Commentary |

on December Breeze, a novel by Marvel Moreno, translated from the Spanish by Isabel Adey & Charlotte Coombe

In her ambitious novel, December Breeze, Marvel Moreno (1939-1995) wrote about her native Colombian city, Barranquilla, located near the Caribbean Sea, more than 600 miles from Bogotá. Mansions in residential neighborhoods, second homes on the beach, and the Barranquilla country club serve as backdrops for Moreno’s stories concerning women from the upper class, their fraught relationships with men, and their search for identity and freedom during the 1950s and early 1960s.

Considered as her greatest work, December Breeze was a finalist for the Plaza y Janés International Literary Prize in 1985 and has been translated into Italian and French. In 1989 it received the Grinzane-Cavour prize awarded in Italy for the best foreign book. The novel was also well received in Colombia. According to journalist Plinio Apuleyo Mendoza, it is one of the greatest accomplishments of the post-boom era. In fact, it placed Moreno among the emerging Latin American women writers who became part of one of the most significant literary developments in the last two decades of the 20th century.

Those familiar with Gabriel García Márquez’s work will find another aspect of the Colombian landscape captured in Moreno’s lyrical novel. The author paints domestic interior scenes reminiscent of Vermeer and populates them with women, their thoughts, feelings, fears, and challenges, but also their victories. Isabel Adey’s and Charlotte Coombe’s impeccable translation captures the novel’s unique tone and the writing style of the original Spanish edition.

## Things to do
1. Please write out everything in the December Breeze commentary from "Considered as her" down to "the 20th century.".
2. According to the December Breeze commentary, what prize did the novel receive in 1989?
3. Decide whether each statement agrees with the December Breeze commentary, answering yes or no and quoting the words that settle it: (a) Barranquilla lies more than 600 miles from Bogotá. (b) The novel won the Plaza y Janés International Literary Prize in 1985. (c) The novel has been translated into German.
This data has no connection to the December Breeze commentary.

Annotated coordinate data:
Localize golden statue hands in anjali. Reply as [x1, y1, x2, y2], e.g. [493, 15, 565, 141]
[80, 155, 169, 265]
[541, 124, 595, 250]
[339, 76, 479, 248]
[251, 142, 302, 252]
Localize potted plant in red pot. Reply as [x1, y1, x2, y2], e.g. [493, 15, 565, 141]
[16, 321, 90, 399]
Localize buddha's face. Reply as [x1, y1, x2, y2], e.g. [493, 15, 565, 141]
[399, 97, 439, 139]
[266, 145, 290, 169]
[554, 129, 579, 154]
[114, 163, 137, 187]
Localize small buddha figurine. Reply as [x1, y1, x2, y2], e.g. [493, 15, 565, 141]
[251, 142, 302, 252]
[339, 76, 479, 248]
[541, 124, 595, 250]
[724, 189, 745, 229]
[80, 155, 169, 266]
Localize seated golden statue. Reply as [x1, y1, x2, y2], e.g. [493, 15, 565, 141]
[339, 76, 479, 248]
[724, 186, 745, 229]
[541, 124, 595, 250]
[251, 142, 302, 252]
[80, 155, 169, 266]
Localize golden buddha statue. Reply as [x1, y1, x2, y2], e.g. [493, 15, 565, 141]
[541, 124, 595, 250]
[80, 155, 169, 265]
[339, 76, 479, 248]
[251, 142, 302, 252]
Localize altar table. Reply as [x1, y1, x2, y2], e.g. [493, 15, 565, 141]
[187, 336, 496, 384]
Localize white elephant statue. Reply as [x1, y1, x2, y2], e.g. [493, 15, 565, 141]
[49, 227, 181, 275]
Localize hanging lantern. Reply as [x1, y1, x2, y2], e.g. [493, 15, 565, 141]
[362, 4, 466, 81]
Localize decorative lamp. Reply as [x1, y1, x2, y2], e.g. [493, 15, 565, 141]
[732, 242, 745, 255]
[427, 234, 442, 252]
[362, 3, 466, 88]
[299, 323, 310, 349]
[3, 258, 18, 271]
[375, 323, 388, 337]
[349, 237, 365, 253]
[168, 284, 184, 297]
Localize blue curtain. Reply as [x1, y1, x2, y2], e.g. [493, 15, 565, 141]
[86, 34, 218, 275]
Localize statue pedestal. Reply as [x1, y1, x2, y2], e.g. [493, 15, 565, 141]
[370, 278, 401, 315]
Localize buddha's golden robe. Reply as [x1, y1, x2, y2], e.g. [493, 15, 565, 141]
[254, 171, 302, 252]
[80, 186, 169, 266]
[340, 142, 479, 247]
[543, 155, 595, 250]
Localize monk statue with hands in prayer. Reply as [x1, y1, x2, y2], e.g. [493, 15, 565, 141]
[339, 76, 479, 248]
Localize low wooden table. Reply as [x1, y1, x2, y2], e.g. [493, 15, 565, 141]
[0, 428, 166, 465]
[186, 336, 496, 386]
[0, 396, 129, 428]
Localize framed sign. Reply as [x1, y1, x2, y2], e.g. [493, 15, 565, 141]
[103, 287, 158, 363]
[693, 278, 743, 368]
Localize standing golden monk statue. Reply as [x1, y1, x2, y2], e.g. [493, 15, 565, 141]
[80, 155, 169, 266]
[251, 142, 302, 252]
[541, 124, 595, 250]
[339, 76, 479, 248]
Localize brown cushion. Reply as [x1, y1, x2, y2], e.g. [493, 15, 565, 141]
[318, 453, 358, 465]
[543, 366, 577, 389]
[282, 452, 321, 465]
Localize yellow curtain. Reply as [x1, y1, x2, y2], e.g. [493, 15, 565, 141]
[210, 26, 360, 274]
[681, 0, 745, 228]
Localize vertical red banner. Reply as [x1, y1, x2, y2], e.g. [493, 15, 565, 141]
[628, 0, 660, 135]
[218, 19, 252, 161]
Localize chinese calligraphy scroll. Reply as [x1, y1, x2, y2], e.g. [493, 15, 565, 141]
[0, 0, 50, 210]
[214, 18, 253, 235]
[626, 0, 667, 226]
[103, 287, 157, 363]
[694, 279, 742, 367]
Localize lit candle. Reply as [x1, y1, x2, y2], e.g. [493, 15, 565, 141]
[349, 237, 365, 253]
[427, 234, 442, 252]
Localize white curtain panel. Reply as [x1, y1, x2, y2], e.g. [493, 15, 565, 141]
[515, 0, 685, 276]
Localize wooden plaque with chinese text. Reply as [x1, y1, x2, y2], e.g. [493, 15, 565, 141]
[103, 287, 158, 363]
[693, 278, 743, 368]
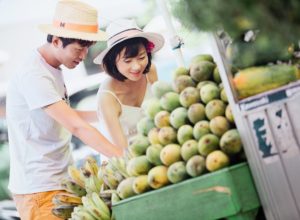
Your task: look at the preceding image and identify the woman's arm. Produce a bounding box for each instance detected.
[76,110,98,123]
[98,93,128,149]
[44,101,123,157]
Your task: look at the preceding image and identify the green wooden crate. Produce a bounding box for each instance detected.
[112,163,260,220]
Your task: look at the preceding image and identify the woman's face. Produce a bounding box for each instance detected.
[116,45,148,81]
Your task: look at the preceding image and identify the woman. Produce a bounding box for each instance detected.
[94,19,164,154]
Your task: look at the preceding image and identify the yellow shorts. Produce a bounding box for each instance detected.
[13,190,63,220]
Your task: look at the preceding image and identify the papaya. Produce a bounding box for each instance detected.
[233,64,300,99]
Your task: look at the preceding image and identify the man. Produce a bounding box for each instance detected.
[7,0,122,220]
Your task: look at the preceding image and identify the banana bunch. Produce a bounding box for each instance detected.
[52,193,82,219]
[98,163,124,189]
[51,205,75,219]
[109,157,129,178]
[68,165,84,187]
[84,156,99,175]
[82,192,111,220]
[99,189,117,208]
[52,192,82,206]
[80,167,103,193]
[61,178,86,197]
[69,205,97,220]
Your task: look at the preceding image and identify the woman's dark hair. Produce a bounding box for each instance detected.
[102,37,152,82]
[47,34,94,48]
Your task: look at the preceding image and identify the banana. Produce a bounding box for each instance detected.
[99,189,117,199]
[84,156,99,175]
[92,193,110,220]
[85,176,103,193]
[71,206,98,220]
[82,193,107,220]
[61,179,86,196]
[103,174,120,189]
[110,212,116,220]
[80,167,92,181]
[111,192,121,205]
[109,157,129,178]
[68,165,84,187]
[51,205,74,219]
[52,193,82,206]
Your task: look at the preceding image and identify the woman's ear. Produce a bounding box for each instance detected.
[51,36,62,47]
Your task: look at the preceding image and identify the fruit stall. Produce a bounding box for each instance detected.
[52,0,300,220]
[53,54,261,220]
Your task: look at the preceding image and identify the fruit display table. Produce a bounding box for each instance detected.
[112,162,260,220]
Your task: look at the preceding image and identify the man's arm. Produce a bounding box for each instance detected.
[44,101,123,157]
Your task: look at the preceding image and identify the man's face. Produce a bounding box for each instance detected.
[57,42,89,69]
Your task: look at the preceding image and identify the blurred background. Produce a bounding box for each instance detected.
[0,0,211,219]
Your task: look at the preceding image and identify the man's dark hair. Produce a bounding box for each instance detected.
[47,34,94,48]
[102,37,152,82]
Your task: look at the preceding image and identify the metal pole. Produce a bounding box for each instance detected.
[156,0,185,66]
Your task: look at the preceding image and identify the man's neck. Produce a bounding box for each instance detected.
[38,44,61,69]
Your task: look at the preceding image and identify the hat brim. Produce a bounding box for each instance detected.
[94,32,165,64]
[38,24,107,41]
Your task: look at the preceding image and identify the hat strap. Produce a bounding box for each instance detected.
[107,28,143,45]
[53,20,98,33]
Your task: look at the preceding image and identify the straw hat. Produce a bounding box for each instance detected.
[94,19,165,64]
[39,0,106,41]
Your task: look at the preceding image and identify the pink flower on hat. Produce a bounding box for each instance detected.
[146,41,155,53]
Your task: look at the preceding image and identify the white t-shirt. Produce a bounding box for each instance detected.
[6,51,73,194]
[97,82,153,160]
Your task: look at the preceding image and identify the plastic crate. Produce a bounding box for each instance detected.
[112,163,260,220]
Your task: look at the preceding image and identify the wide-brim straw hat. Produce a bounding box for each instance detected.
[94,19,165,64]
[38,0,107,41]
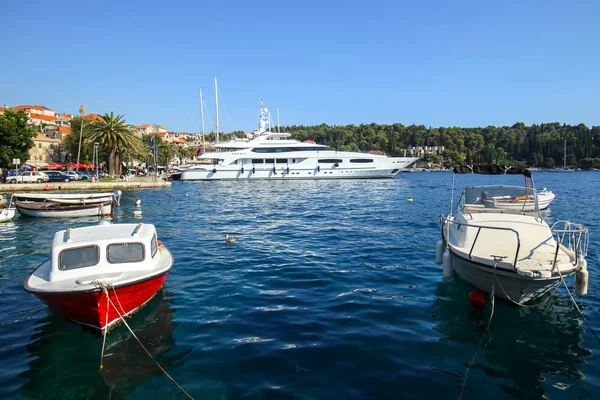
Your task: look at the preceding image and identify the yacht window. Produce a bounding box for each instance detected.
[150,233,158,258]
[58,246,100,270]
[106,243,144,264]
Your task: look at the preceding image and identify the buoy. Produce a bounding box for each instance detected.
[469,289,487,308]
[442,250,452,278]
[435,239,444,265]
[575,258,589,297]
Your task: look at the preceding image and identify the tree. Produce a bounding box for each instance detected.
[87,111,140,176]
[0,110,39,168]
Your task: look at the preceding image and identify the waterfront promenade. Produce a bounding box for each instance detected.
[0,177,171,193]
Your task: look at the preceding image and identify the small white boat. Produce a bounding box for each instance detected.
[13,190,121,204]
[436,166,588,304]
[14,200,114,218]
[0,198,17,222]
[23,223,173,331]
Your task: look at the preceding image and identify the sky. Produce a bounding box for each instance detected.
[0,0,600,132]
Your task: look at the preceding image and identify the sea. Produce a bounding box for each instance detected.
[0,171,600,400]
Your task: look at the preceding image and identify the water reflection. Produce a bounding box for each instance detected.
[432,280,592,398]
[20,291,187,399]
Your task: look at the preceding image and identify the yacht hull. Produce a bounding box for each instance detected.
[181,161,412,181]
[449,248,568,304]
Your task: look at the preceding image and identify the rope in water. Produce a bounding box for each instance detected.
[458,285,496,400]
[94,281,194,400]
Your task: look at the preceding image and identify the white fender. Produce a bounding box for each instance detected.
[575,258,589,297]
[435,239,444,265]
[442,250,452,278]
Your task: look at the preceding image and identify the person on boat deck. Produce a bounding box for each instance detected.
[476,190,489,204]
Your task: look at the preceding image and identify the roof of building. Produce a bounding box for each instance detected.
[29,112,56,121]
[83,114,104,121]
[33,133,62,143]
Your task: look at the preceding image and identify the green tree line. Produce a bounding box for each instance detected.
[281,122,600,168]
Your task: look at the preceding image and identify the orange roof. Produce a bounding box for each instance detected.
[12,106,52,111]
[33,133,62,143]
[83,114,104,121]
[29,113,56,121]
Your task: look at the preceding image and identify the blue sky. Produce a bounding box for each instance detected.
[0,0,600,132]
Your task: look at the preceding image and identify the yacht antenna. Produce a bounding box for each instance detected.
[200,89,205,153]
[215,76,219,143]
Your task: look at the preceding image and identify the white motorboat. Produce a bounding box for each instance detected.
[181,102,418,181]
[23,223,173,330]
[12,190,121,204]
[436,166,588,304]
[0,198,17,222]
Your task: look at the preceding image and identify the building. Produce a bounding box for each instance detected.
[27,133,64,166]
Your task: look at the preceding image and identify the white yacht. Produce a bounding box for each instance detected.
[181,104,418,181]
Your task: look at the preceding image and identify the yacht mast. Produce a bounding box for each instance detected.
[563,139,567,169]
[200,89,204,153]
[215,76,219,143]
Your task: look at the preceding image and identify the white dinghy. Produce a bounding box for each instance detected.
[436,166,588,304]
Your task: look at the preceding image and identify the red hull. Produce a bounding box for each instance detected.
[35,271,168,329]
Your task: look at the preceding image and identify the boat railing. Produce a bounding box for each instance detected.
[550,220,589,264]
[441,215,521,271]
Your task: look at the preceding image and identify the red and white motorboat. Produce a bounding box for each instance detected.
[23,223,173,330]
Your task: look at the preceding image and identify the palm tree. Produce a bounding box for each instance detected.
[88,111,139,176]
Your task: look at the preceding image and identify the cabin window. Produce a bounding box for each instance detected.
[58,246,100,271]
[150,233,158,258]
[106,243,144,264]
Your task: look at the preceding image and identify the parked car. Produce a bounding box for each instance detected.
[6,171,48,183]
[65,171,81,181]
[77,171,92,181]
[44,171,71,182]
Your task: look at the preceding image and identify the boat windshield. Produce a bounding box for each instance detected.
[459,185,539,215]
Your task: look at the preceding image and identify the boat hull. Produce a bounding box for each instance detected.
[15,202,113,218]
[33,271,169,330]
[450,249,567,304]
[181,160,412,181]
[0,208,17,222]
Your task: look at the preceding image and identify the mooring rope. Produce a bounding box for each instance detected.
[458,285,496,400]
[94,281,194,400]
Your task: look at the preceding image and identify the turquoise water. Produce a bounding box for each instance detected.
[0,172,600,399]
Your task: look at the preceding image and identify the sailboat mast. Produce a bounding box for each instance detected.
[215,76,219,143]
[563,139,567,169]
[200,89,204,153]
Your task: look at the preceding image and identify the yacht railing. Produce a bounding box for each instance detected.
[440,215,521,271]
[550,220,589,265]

* * *

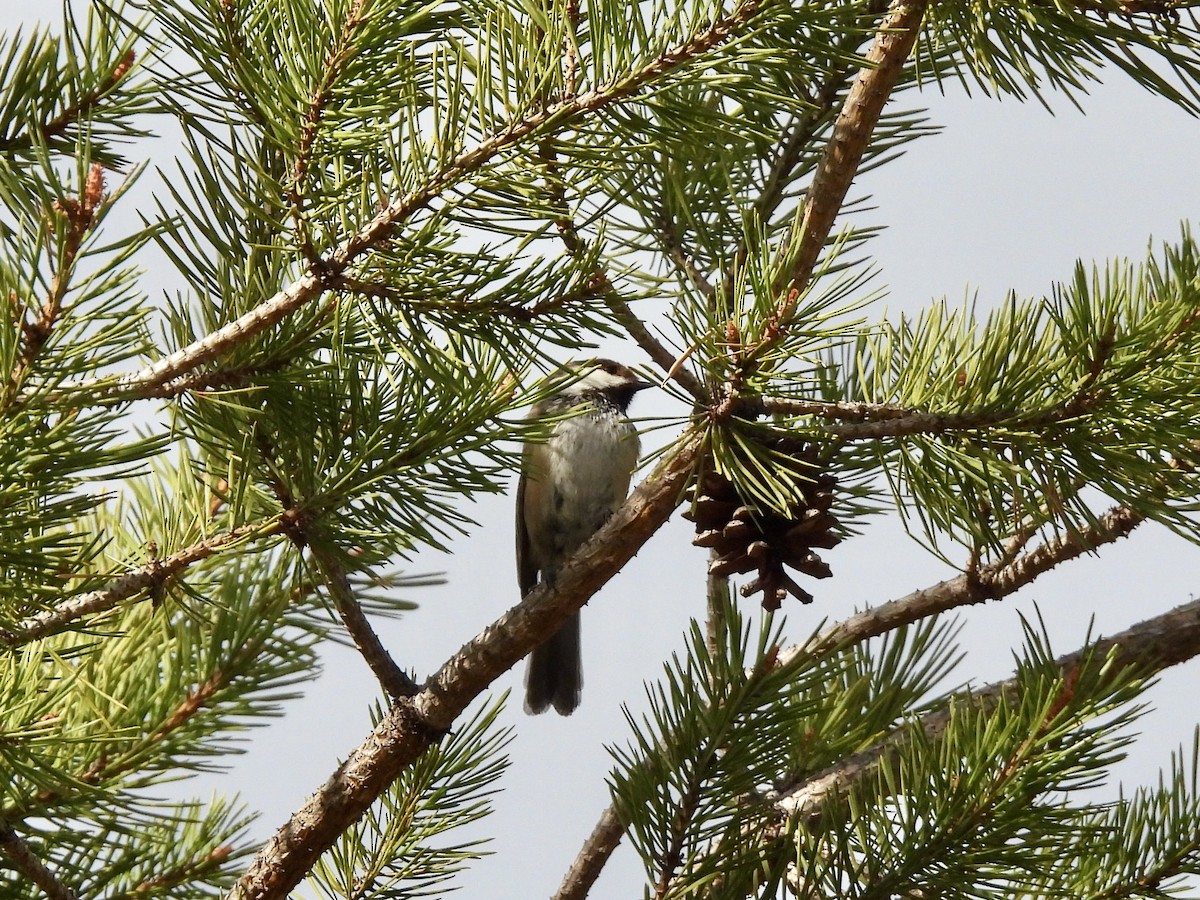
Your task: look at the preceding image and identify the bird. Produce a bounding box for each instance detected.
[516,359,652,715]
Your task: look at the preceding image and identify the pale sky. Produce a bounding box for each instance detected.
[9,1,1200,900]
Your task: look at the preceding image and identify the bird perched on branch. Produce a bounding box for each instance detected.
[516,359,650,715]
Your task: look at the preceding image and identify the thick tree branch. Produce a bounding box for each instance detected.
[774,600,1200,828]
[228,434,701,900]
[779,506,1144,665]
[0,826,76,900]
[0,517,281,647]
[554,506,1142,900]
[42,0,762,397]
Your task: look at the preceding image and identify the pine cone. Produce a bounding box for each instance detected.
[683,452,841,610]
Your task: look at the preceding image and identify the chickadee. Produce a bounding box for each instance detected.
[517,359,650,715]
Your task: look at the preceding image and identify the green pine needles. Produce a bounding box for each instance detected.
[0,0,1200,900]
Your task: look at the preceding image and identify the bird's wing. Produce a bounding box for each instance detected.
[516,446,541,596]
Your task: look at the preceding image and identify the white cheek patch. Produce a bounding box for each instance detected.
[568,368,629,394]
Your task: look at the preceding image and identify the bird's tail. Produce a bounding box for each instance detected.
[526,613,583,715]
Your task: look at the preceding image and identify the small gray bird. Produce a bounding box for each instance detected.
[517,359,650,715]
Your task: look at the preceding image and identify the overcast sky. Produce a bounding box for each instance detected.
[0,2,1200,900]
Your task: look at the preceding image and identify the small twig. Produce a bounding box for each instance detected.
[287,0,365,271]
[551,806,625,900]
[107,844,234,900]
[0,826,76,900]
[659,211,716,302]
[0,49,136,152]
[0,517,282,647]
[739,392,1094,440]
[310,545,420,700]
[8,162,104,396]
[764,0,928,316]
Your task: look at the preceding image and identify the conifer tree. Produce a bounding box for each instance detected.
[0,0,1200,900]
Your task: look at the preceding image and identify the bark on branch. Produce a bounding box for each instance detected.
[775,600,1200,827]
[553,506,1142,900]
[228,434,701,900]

## Completed exercise
1.
Considered as her greatest work, December Breeze was a finalist for the Plaza y Janés International Literary Prize in 1985 and has been translated into Italian and French. In 1989 it received the Grinzane-Cavour prize awarded in Italy for the best foreign book. The novel was also well received in Colombia. According to journalist Plinio Apuleyo Mendoza, it is one of the greatest accomplishments of the post-boom era. In fact, it placed Moreno among the emerging Latin American women writers who became part of one of the most significant literary developments in the last two decades of the 20th century.

2. The Grinzane-Cavour prize, awarded in Italy for the best foreign book.

3.
(a) Yes: "more than 600 miles from Bogotá"
(b) No: "was a finalist for the Plaza y Janés International Literary Prize in 1985"
(c) No: "has been translated into Italian and French"